◆ **Supplied records**:

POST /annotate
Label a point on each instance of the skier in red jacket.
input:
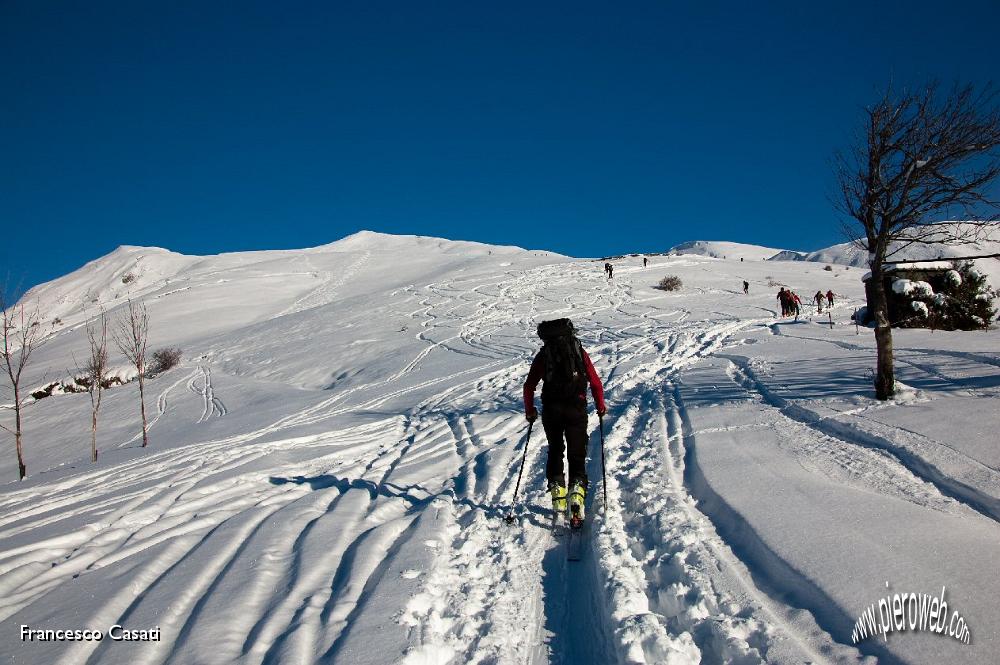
(565, 370)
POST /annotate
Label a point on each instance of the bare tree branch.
(95, 370)
(21, 336)
(131, 336)
(923, 155)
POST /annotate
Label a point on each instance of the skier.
(565, 369)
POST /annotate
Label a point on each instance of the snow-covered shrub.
(969, 305)
(670, 283)
(907, 287)
(861, 316)
(163, 359)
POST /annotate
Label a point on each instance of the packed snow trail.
(364, 505)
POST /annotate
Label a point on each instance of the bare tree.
(922, 157)
(94, 372)
(131, 336)
(21, 337)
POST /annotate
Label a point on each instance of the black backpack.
(565, 374)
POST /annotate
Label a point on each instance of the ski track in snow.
(299, 531)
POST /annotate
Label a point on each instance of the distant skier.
(565, 370)
(785, 299)
(795, 304)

◆ **Prompt**:
Write the listing out a second time exactly, dropping all images.

◆ **Answer to this task**:
POST /annotate
Label a point on each instance of the skier in red jacket.
input:
(565, 370)
POST /annotate
Label a point on each instance of the bare tree branch.
(95, 370)
(21, 336)
(131, 336)
(923, 155)
POST /annotate
Label a point on each instance of the skier.
(565, 369)
POST /annotate
Label a point on each instance of the snow-covered shrub.
(969, 305)
(670, 283)
(907, 287)
(861, 316)
(163, 359)
POST /annotate
Label a point on each instance of the packed snow trail.
(364, 505)
POST /annotate
Label a point on each instance of the bare tree.
(922, 157)
(94, 372)
(131, 336)
(21, 337)
POST /annotate
Label a point on each instance of the black backpack.
(565, 374)
POST /annotate
Label a point on each instance of the ski track in snow.
(299, 531)
POST /annotate
Label a point on each instance of the distant skier.
(565, 370)
(785, 299)
(795, 304)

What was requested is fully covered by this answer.